Presentations

Major Projects students must conduct two presentations, one at the end of each semester, and Minor Projects students one presentation. The presentations are normally held during the exam period. Presentations will be assessed on a number of criteria as outlined in the presentation lecture. Remember to invite your client or workplace supervisor to your final presentation!

Attendance

Students are required to attend all of the presentations in the session of their presentation (all morning or all afternoon.).

Structure

Divide your presentation in 3 distinct sections:

  1. Introduction: outline what you are going to say and, in group presentations, who is going to say it. Description of the background and purpose or the project.
  2. Body: the main content
  3. Conclusion: wrap up and specify the future of the project

Content

A presentation should refer to all work done in projects. You should aim to pitch the presentation at the level of a computer literate person who is not intimate with your project, i.e. final year computing students. Use your Project Report as a basis of your content, up to and including Work Outstanding. Some indication of problems encountered, how you overcame them (if you did:-) and what you have learnt should be included.

For a group project, each member must give some part of the presentation. Two general outlines are:

  1. Divide the overall content into 2, 3 or 4 sections (depending on the number of members in your group) with each member presenting one section.
  2. Divide your content into stages of development, with each member presenting their contribution in each stage. This may mean each member will speak 2 or 3 times and demonstrates good (or bad:-) teamwork!
  3. You may prefer some other format.

Example Outlines

A: First semester of a Major Project:

Concentrate on the design of your project. Do not give a demonstration unless your prototype is well advanced. Even on continuing projects, at this stage, a demonstration would be mostly based on the previous project, so leave it out.

  1. Introduction:
    • introduce clients and members of the group
    • outline of talk - headings and which members of the group will deliver the section
    • Background to project:
      • some background of client and how the project will be used
      • if continuing from a previous project, specify the development status when you took over
      • outline the overall goals for your project.
  2. Explain the users of the system and how each one will interact with the system (what they put in and get out). A Context Diagram or Business Proces Diagram is excellent to help explain this.
  3. Outline data needs for your system. An Entity-Relationship Diagram or Domain Model is very useful here.
  4. Show any alternatives that you have investigated. A table is a good way of comparing, even including a web page or pamphlet information from a commercial product.
  5. Now your System Design. First the Menu Hierarchy and then some screen/report designs.
    A menu hierarchy is also very useful to display (highlight) where you have extended/altered a previous project.
  6. Some screen shots of a prototype.
  7. If you have developed a solution to some major problem, then go over that. Pseudocode, network diagram etc. will be useful here. (Show off what you are proud of)
  8. Conclusion:
    • Outline what problems you have faced
    • Plus what you have learnt from the project
    • Anticipated future of the project, that is what you intend doing in second semester
  9. Questions

B: Second Semester of a Major Project:

Less time will be spent background and more on a demonstration of your product. However, do not spend too much of your talk on the demonstration.

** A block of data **
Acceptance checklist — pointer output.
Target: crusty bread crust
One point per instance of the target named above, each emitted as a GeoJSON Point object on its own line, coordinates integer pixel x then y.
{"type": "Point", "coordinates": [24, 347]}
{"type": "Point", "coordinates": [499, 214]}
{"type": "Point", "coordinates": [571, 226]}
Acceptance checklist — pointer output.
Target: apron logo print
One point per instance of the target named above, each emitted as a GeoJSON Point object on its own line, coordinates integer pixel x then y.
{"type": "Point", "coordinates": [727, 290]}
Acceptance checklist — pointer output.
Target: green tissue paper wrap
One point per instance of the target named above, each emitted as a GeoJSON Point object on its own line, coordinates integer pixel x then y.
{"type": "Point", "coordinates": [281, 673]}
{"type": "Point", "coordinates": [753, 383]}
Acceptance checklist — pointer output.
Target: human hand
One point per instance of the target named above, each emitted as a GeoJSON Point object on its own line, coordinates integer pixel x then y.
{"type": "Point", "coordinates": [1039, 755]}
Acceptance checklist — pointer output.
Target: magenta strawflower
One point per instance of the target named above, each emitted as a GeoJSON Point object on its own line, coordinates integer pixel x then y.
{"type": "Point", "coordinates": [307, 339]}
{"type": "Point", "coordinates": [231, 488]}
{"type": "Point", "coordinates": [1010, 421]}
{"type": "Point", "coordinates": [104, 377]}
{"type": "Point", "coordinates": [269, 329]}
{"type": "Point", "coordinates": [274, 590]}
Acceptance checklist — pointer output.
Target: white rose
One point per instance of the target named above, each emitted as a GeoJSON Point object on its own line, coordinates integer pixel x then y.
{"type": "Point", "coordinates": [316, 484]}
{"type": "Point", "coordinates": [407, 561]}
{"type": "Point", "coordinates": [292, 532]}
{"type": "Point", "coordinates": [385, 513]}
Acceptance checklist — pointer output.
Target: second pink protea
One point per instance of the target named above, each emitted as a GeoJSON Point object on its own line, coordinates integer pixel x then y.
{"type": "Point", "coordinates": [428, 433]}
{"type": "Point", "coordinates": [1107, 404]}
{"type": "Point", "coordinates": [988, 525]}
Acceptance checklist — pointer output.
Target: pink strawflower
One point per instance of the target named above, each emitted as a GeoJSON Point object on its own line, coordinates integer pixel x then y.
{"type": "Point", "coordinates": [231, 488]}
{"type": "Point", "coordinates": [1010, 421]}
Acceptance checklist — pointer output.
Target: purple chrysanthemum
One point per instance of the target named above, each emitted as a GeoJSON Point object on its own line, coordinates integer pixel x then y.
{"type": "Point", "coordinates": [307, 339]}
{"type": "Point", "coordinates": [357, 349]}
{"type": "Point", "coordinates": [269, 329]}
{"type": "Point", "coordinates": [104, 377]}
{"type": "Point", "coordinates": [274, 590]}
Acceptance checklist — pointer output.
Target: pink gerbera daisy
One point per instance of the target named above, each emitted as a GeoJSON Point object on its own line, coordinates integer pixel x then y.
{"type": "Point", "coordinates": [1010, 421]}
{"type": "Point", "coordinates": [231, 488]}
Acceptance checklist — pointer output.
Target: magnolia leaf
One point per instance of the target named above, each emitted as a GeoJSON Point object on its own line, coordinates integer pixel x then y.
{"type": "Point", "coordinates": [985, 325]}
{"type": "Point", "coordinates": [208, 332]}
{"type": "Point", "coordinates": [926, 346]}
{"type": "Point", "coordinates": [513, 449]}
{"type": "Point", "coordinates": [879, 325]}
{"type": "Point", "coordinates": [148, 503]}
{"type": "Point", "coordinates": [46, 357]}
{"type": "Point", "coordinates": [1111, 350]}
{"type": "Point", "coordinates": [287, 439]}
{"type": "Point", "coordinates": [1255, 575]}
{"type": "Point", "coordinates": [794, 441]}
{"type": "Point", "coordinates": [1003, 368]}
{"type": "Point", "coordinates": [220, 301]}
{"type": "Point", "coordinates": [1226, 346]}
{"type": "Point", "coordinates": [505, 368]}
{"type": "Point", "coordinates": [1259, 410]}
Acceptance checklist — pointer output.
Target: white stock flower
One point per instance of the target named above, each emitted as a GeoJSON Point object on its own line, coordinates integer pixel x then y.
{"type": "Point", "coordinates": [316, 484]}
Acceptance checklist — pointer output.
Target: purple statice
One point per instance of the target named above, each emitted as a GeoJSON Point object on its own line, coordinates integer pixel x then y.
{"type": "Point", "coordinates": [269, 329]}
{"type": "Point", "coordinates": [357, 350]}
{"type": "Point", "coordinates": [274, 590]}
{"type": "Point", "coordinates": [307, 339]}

** Tasks to perform **
[A] Name the three distinct sections into which the guidance on project presentations says a presentation should be divided.
[B] Pick up the guidance on project presentations after its last sentence and carry it on.
The rows come from a separate source.

** Expected answers **
[A] Introduction, Body, Conclusion

[B]
  1. Introduction:
    1. introduce clients and members of the group
    2. outline of talk - headings and which members of the group will deliver the section
    3. Background to project:
      • some background of client and how the project will be used
      • if continuing from a previous project, specify the development status when you took over
      • outline the overall goals for your project.
  2. Explain the users of the system and how each one will interact with the system (what they put in and get out). A Context Diagram is excellent to help explain this.
  3. A Menu Hierarchy may help visualise the system
  4. A demonstration. Most systems will be too large to show all of it, so select parts of it that provide a good overview. Groups can demonstrate teamwork, by a different member of the group operating the computer to the member who is doing the talking.
  5. Show off solutions that you are particularly proud of. It may be some programming (even javascript), network solution that incorporates information from a secondary source etc. Incorporate (Powerpoint?) slides to show this - pseudocode, network diagram etc.
  6. Conclusion:
    • Outline what problems you have faced
    • Plus what you have learnt from the project
    • Anticipated future of the project. That is, what is remaining to be completed, or what extra features can still be incorporated into your system (by yet another group:-).
  7. Questions

C: Minor Project:

Minor projects can differ in their content, but usually something like B above is what is required. If you have done some development then a demonstration is pretty much essential.

Demonstration

A demonstration of your project is only to be given in the final presentation. If a demonstration is to be given in a presentation, the software to be used must be owned by the University for it to be run on our machines. A backup method, such as transparencies of the demonstration, is highly recommended.

Length

Group presentations will last for a maximum of 20 minutes and individual presentations 15 minutes. This will be followed by approximately 5 minutes of questions. About 5 minutes will be allowed for change over between presentations.

The chairperson will normally give a warning two minutes before your presentation must cease. If you would prefer to alter the warning time or introduce the team yourselves discuss the changes with the chairperson.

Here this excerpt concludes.